→ Problem to work on:
State how many lines in the data below contain the word "white". Case matters; reply with the number alone.

[Saved data entries]
====

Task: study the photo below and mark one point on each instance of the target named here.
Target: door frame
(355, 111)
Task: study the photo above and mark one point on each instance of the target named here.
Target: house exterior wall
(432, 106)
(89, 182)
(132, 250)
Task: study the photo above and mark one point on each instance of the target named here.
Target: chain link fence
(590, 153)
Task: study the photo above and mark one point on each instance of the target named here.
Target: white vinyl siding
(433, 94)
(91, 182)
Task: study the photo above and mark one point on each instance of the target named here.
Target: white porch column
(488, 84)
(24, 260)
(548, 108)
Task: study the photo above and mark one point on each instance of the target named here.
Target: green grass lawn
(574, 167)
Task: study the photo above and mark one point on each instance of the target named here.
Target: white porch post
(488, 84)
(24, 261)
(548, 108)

====

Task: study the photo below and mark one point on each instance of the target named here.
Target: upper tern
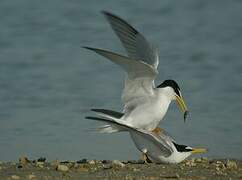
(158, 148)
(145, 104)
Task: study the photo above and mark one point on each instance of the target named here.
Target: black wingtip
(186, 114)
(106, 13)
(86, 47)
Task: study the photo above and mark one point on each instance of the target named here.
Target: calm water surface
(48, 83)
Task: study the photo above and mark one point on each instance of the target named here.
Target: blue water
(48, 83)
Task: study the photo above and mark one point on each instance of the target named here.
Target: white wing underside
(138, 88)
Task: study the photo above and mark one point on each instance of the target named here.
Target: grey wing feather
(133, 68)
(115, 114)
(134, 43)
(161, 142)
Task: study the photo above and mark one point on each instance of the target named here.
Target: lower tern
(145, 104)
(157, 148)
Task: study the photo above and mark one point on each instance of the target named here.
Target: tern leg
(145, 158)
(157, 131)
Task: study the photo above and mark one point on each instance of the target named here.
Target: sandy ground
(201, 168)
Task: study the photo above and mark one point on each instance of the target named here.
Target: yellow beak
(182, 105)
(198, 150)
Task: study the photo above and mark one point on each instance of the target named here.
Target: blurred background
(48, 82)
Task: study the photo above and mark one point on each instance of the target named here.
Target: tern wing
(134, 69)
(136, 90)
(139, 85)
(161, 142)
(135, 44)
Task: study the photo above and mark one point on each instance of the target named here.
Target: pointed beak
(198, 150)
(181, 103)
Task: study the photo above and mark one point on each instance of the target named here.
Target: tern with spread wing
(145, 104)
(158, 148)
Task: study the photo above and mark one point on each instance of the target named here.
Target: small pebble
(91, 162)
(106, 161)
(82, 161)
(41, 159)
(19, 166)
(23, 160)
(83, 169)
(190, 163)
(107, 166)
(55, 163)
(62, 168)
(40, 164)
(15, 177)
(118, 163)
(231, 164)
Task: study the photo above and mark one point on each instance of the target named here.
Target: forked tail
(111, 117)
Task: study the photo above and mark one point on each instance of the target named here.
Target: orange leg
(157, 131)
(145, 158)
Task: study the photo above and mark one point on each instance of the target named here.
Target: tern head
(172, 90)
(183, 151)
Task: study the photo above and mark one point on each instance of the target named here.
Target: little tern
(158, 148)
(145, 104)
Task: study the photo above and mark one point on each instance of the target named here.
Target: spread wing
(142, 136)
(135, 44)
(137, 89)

====

→ Correct output:
4